__Consignes de travail__:
- A) D'après l'extrait fourni, combien de balles Cédric P. tire-t-il le 5 février 2019 ?
- B) Restituez, s'il vous plaît, le passage de l'extrait fourni qui commence par "La gendarmerie retrouve" et se poursuit jusqu'à "le calibre 12.", sans rien y changer.

__Extrait fourni__:
== == ==

Cédric P. lâche quelques larmes : "Je mérite les quatre années que j'ai passées en détention. Et je mérite de refaire de la prison après."

"Je ne suis en aucun cas violent"

Cédric P. s'efforce de ne pas croiser le regard de ses ex-beaux-parents. Il garde les yeux baissés et répond aux questions de la présidente de la Cour d'une voix tremblante. Elle l'interroge sur ses qualités et ses défauts.

Les réponses la surprennent : en couple, l'homme se défend de la moindre jalousie, assure ne pas être possessif mais "avoir un cœur d'artichaut : trop bon, trop con". "Je suis aimant, passionné, curieux de tout", décrit-il. Ajoutant "je suis aussi têtu, un peu monsieur je-sais-tout... Mais en aucun cas violent."

Pourtant, le 5 février 2019 peu après 1h du matin, il cède à une pulsion particulièrement violente. Venu devant le domicile du couple pour "se suicider", dit-il, et pas pour tuer, il tire finalement deux balles à seulement quelques secondes d'intervalle. Caroline s'effondre. Christophe la suit.

La gendarmerie retrouve un premier corps en position semi-assise, à l'extérieur du pavillon. Le deuxième est couché sur le ventre, dans l'entrée. Les deux ont vu leurs organes perforés par le calibre 12.

== == ==

__Données présentées__:
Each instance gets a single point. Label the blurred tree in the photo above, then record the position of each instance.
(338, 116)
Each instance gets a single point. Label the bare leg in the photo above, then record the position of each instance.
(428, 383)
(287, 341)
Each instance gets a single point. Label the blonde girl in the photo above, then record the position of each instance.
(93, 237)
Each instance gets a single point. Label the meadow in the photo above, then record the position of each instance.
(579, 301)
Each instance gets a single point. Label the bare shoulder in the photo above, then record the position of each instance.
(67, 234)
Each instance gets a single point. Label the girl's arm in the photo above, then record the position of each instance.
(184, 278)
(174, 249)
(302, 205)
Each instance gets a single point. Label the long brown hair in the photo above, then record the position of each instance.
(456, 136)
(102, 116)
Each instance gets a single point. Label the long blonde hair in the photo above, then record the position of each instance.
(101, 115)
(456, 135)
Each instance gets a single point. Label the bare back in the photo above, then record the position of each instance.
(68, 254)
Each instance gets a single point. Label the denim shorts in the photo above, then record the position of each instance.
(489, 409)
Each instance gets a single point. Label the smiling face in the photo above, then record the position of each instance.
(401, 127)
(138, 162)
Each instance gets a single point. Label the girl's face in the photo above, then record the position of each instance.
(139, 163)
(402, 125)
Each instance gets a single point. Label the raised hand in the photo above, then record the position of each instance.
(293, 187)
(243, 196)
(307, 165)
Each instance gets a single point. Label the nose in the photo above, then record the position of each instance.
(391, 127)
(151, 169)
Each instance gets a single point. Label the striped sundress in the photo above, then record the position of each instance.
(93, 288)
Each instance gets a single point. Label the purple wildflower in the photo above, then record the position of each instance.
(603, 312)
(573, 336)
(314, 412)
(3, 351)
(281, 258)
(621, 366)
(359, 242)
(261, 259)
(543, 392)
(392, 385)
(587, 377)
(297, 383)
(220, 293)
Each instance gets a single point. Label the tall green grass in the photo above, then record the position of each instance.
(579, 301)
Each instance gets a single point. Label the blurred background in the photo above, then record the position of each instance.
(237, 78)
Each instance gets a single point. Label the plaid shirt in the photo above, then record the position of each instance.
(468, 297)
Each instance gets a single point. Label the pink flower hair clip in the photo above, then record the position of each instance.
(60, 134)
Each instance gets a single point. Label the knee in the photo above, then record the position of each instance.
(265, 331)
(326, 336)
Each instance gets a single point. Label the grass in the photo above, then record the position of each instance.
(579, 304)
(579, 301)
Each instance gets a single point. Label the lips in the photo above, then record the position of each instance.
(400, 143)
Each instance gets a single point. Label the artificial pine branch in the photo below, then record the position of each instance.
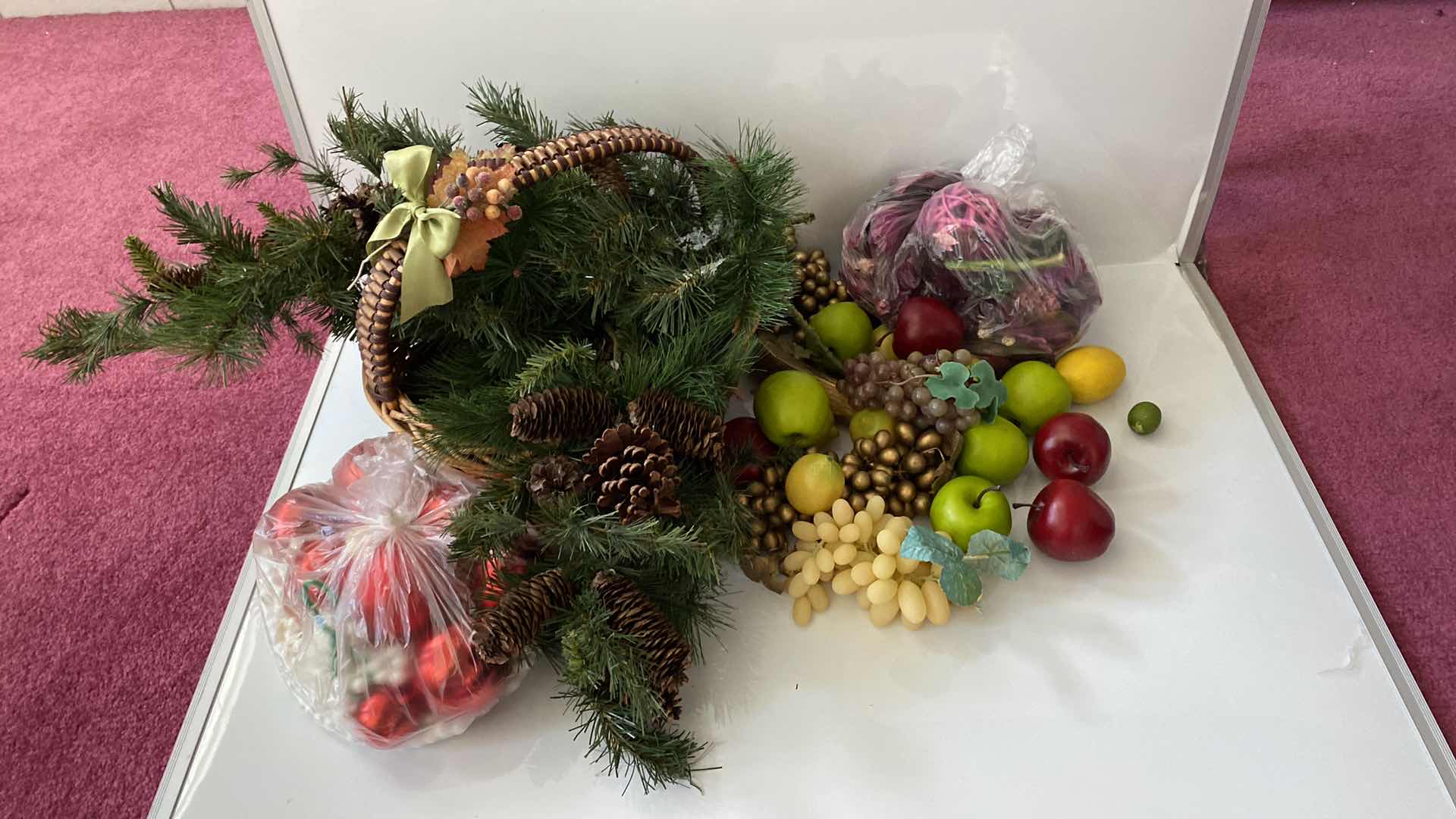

== == ==

__Corrigés détaillés__:
- A) Deux balles, à quelques secondes d'intervalle.

- B)
La gendarmerie retrouve un premier corps en position semi-assise, à l'extérieur du pavillon. Le deuxième est couché sur le ventre, dans l'entrée. Les deux ont vu leurs organes perforés par le calibre 12.